• _TASK PROMPT_:
Rewrite the lines that start at the one containing "wall in the photo above." and stop after the one containing "x=10, y=220". Change "white wall" to "painted wall" and leave everything else the same.

(Dataset items on object pointing)
*****

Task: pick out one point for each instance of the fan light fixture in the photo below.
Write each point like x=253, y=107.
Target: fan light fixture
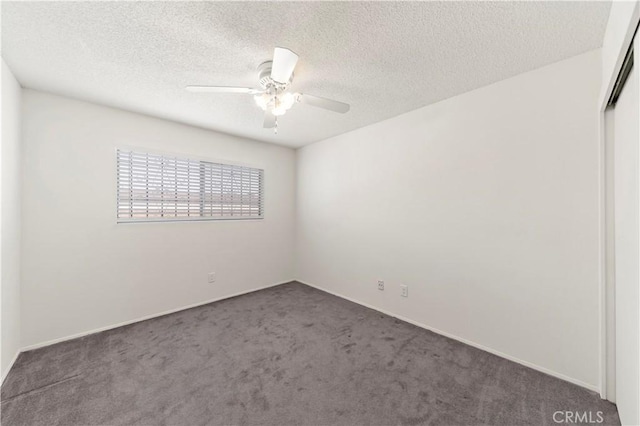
x=277, y=104
x=275, y=78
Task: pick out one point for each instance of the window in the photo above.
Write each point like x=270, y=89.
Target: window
x=158, y=187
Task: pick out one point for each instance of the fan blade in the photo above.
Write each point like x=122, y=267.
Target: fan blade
x=284, y=61
x=223, y=89
x=325, y=103
x=269, y=120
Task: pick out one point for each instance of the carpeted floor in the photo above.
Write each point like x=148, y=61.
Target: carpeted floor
x=288, y=355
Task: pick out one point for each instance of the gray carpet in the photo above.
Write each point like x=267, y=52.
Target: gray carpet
x=288, y=355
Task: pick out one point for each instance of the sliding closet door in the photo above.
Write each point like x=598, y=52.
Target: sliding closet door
x=627, y=251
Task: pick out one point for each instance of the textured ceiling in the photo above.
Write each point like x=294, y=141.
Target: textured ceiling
x=382, y=58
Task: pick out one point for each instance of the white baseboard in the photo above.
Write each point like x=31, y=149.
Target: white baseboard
x=465, y=341
x=147, y=317
x=13, y=361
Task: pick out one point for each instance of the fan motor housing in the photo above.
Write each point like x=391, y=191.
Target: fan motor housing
x=265, y=80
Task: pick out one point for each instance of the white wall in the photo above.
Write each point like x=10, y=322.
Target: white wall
x=626, y=211
x=485, y=204
x=82, y=271
x=10, y=220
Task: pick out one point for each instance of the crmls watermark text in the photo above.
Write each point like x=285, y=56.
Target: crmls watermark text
x=578, y=417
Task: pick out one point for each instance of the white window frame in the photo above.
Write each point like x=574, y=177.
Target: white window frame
x=185, y=157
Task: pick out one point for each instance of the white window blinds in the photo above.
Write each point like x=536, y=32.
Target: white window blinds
x=157, y=187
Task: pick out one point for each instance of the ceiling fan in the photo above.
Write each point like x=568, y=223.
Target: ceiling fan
x=273, y=97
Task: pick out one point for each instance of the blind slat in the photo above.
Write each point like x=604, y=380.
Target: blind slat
x=156, y=187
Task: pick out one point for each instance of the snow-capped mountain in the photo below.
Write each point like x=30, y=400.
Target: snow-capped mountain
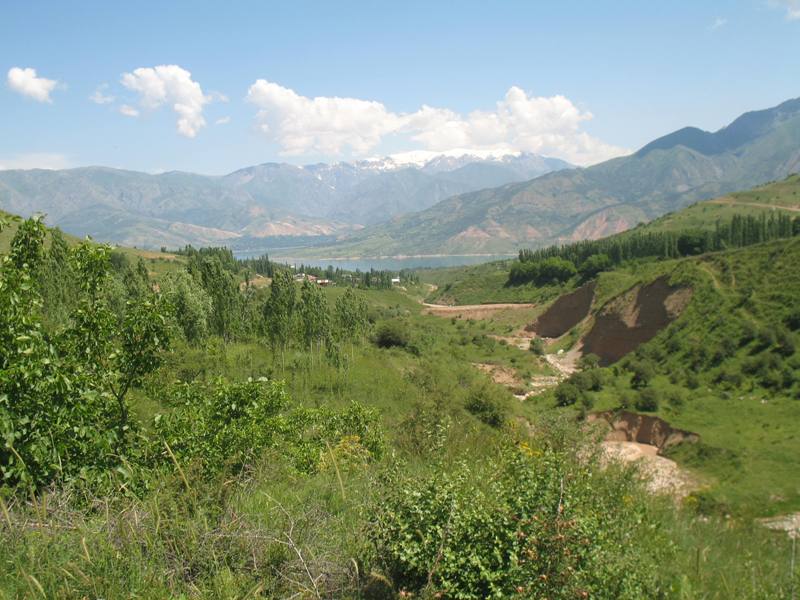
x=272, y=199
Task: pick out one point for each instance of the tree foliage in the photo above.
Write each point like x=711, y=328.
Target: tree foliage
x=63, y=394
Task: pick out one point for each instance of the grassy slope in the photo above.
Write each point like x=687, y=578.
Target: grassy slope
x=748, y=429
x=157, y=263
x=486, y=282
x=399, y=384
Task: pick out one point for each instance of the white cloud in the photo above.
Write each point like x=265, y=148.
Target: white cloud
x=717, y=23
x=170, y=84
x=792, y=8
x=26, y=82
x=100, y=96
x=326, y=125
x=335, y=126
x=40, y=160
x=128, y=111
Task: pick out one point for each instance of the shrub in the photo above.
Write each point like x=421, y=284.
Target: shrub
x=537, y=346
x=225, y=426
x=391, y=334
x=533, y=523
x=567, y=394
x=485, y=403
x=643, y=372
x=590, y=361
x=648, y=400
x=594, y=265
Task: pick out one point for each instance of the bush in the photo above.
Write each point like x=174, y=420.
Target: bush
x=225, y=426
x=533, y=523
x=594, y=265
x=537, y=346
x=548, y=271
x=648, y=400
x=643, y=372
x=567, y=394
x=391, y=334
x=485, y=403
x=590, y=361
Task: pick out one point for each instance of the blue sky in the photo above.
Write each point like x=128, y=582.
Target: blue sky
x=304, y=81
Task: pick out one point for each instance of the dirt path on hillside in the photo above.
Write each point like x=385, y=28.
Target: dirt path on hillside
x=789, y=523
x=663, y=475
x=470, y=311
x=731, y=201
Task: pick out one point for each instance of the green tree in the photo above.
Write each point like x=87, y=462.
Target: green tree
x=350, y=312
x=314, y=316
x=63, y=406
x=192, y=305
x=279, y=311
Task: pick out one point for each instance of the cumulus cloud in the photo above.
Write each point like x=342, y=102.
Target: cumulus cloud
x=326, y=125
x=41, y=160
x=718, y=23
x=128, y=111
x=170, y=85
x=100, y=96
x=792, y=8
x=26, y=82
x=333, y=126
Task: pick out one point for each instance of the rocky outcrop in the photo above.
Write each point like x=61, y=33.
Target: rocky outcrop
x=627, y=426
x=566, y=312
x=634, y=318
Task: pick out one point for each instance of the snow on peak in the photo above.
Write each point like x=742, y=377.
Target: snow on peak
x=422, y=158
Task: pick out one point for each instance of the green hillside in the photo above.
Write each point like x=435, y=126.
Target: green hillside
x=207, y=439
x=488, y=282
x=726, y=368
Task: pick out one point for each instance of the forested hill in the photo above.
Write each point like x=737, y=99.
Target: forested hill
x=771, y=211
x=597, y=201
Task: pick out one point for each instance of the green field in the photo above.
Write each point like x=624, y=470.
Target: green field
x=392, y=465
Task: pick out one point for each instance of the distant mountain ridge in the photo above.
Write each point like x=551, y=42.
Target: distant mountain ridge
x=273, y=199
x=665, y=175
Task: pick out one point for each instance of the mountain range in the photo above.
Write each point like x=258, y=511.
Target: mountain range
x=667, y=174
x=417, y=203
x=268, y=201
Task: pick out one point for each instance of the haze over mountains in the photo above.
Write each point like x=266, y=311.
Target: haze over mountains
x=416, y=203
x=273, y=199
x=666, y=174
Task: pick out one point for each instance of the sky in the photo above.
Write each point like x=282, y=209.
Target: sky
x=213, y=87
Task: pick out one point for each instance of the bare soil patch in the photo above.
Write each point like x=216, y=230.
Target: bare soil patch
x=634, y=318
x=502, y=375
x=662, y=475
x=566, y=312
x=789, y=523
x=471, y=311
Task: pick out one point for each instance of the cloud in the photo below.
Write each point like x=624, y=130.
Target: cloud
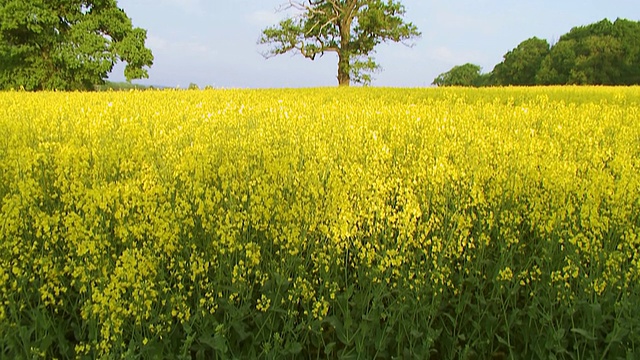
x=179, y=48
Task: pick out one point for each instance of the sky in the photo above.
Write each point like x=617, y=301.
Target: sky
x=214, y=42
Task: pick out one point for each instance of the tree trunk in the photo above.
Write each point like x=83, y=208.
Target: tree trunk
x=344, y=53
x=344, y=78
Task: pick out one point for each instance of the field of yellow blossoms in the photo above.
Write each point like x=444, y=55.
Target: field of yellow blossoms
x=321, y=223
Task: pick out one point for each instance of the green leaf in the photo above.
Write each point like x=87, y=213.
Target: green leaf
x=584, y=334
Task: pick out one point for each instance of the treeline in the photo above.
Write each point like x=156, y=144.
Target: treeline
x=603, y=53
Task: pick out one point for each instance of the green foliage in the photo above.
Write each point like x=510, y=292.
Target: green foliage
x=120, y=86
x=521, y=65
x=351, y=28
x=461, y=75
x=603, y=53
x=67, y=44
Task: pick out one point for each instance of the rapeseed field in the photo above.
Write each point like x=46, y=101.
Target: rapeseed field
x=321, y=223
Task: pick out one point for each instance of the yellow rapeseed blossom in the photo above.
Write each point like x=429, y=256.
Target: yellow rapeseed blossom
x=142, y=212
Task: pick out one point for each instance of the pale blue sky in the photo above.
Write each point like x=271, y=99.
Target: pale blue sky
x=213, y=42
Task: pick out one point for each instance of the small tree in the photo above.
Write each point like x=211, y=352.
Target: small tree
x=461, y=75
x=350, y=28
x=521, y=64
x=67, y=44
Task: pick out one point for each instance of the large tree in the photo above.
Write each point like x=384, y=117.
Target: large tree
x=350, y=28
x=67, y=44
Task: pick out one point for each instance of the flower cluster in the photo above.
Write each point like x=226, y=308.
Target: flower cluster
x=132, y=217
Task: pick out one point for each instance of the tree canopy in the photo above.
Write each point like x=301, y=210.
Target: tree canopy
x=350, y=28
x=67, y=44
x=603, y=53
x=461, y=75
x=521, y=65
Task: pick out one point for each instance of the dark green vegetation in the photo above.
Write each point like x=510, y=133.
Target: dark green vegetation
x=67, y=44
x=351, y=28
x=602, y=53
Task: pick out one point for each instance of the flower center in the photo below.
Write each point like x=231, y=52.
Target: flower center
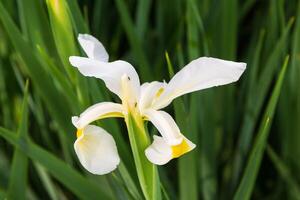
x=128, y=94
x=79, y=132
x=180, y=149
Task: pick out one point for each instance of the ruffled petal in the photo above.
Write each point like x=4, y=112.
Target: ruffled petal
x=93, y=47
x=97, y=150
x=165, y=125
x=97, y=111
x=111, y=73
x=160, y=152
x=202, y=73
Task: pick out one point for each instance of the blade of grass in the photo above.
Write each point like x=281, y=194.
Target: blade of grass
x=187, y=165
x=47, y=182
x=59, y=109
x=142, y=17
x=18, y=174
x=129, y=182
x=134, y=40
x=61, y=171
x=254, y=103
x=249, y=177
x=283, y=170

*****

• _TASK ANSWER_:
Task: pick out one point for each instance of the painted wall in the photo above.
Write each point like x=10, y=322.
Target: painted wall
x=626, y=211
x=485, y=204
x=82, y=271
x=10, y=220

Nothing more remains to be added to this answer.